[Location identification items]
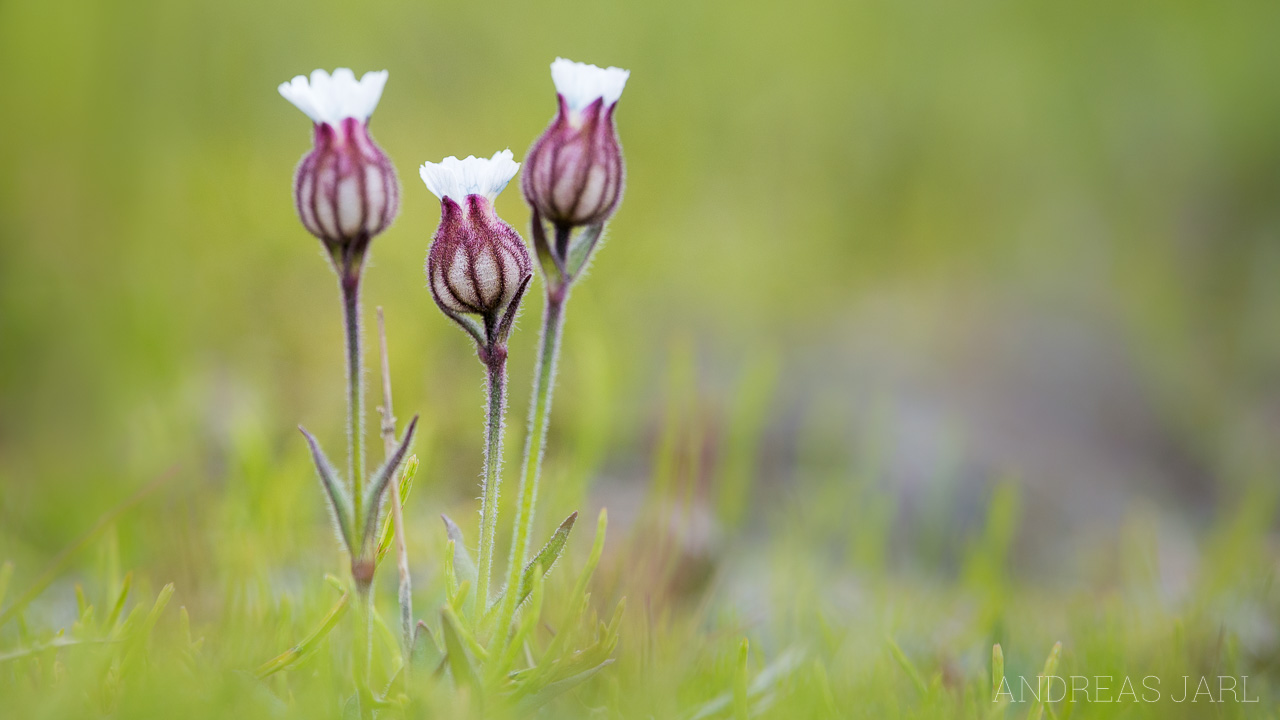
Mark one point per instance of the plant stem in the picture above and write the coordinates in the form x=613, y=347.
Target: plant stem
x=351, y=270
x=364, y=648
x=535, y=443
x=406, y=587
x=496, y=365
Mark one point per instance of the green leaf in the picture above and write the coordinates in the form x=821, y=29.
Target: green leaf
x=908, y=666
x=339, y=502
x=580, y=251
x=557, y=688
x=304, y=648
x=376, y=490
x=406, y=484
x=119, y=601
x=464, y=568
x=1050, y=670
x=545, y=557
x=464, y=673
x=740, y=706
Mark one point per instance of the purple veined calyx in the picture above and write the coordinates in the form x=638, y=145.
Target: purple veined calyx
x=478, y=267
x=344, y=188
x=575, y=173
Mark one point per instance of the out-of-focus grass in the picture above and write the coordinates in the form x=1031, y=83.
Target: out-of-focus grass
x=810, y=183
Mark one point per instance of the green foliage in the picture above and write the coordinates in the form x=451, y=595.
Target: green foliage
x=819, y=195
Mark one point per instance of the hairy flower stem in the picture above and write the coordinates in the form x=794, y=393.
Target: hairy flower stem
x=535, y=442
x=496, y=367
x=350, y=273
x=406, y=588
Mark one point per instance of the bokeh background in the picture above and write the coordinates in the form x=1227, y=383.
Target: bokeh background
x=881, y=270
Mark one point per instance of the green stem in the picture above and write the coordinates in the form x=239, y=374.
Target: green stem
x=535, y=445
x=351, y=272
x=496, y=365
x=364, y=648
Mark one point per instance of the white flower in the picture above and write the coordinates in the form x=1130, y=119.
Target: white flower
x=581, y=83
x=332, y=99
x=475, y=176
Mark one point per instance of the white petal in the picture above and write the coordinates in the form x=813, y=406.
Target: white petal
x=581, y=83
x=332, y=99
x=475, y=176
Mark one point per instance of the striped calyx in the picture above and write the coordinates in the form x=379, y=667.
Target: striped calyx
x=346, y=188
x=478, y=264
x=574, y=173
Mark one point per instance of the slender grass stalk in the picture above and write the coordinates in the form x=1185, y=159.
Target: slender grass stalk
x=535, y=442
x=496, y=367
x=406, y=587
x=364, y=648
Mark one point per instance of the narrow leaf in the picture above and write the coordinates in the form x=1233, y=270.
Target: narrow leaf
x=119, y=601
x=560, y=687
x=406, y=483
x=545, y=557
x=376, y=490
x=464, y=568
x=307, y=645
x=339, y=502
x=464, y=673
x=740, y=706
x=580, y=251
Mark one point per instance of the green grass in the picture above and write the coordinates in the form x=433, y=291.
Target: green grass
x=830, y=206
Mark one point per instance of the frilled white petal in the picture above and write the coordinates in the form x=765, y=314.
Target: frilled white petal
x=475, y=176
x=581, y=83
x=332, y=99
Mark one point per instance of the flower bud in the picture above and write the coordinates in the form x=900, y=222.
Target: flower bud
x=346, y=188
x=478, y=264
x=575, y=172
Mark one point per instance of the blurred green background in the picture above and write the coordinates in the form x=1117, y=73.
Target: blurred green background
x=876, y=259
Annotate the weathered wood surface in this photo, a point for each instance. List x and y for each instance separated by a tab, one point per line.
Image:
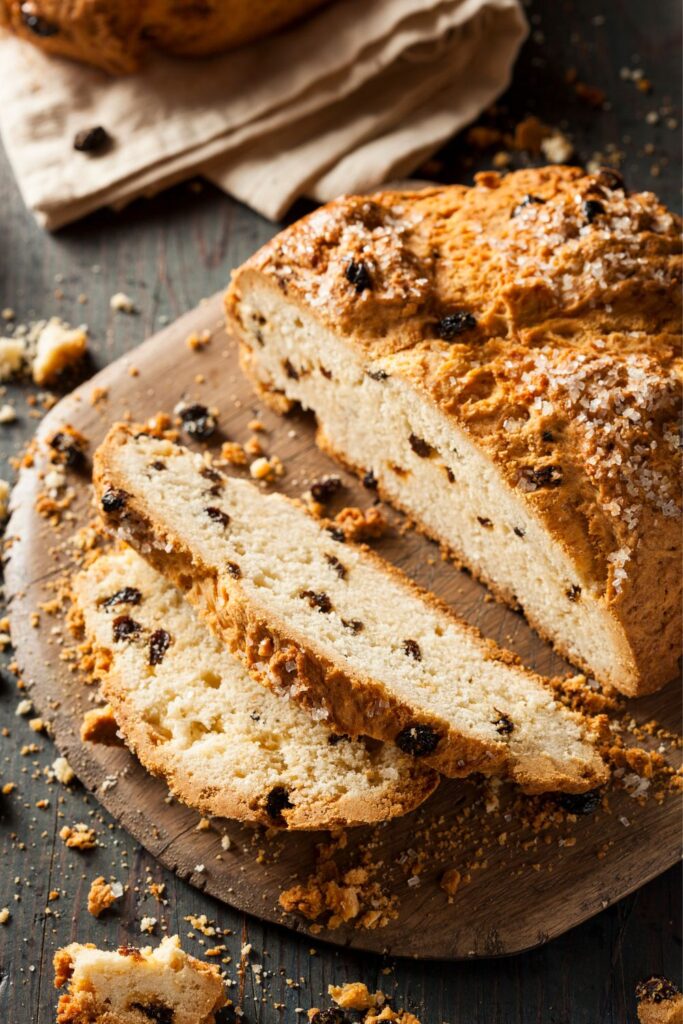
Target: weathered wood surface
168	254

- _EXERCISE_
Skip the pictures, then retype every line above exactly.

- _FINISHED EXERCISE_
Mark one point per instance of the plant stem in the picture above and write the coordinates in the form x=613, y=347.
Target: plant stem
x=351, y=270
x=364, y=648
x=535, y=443
x=406, y=587
x=496, y=365
Mark one point per instance of the green leaf in the picture above and write the coordinates in the form x=821, y=29.
Target: green leaf
x=908, y=666
x=339, y=502
x=580, y=251
x=557, y=688
x=304, y=648
x=376, y=490
x=406, y=484
x=119, y=601
x=464, y=568
x=1050, y=670
x=545, y=557
x=464, y=673
x=740, y=706
Mark one point per instance of the purple veined calyx in the picture above and write the coordinates in the form x=638, y=145.
Target: purple veined calyx
x=478, y=267
x=344, y=188
x=575, y=173
Mark one point per instance of the out-of-focus grass in the picture above and write the coordinates in the form x=1031, y=83.
Target: out-of-focus grass
x=810, y=183
Mark one point per instance of the green foliage in the picture above and write the coordinates in the form x=451, y=595.
Target: green foliage
x=819, y=195
Mark one point per instance of the hairy flower stem in the picture above and write the coordinates in the form x=794, y=393.
Target: hairy flower stem
x=535, y=442
x=496, y=367
x=350, y=273
x=406, y=588
Mark one point per instance of the bokeh background in the picture above and write the coordinates in the form x=1227, y=383.
Target: bokeh background
x=881, y=270
Mark one point per instance of the green stem in the picture above and write the coordinates in the form x=239, y=374.
Target: green stem
x=535, y=445
x=351, y=272
x=496, y=365
x=364, y=648
Mark one point per instance of the white flower in the picture above and write the coordinates in the form x=1130, y=119.
Target: white flower
x=581, y=83
x=332, y=99
x=475, y=176
Mark one point per instance of the white petal in the picture above and write the coordinates in the form x=813, y=406.
Target: white petal
x=581, y=83
x=332, y=99
x=475, y=176
Mark one point per instance of the striped calyx in the picture above and write the coordinates in the form x=379, y=667.
Target: striped calyx
x=346, y=188
x=478, y=264
x=574, y=173
Mark one point per instance of the slender grass stalk in the picture above and write the coordinates in the form x=1185, y=159.
Target: slender grass stalk
x=535, y=442
x=496, y=367
x=406, y=587
x=364, y=648
Mark one point per instance of the narrow leaf in the picture above and write the coordinates in the form x=1233, y=270.
Target: narrow leaf
x=119, y=601
x=560, y=687
x=406, y=483
x=545, y=557
x=376, y=490
x=464, y=568
x=307, y=645
x=339, y=502
x=464, y=673
x=740, y=706
x=580, y=251
Mark one point per instance of the green grass in the picture above and write the coordinates in the form x=433, y=291.
Target: green grass
x=830, y=206
Mark one point per instance of the frilled white petal in the picture above and write the coordinates in the form x=765, y=314.
Target: frilled white petal
x=475, y=176
x=581, y=83
x=332, y=99
Mark one point per instance of the flower bud in the picture above and write the coordinates in the form x=900, y=222.
Target: flower bud
x=346, y=188
x=478, y=264
x=575, y=172
Mark one point per instance of the blurred green background in the picture above and write the coordinates in the form x=1117, y=73.
Target: blurred green background
x=876, y=259
Annotate the weathered wood surface in this photo, a point for each instance. List x and y for each instance separated by a tab, one point per line.
Image:
Target: weathered wood surface
168	254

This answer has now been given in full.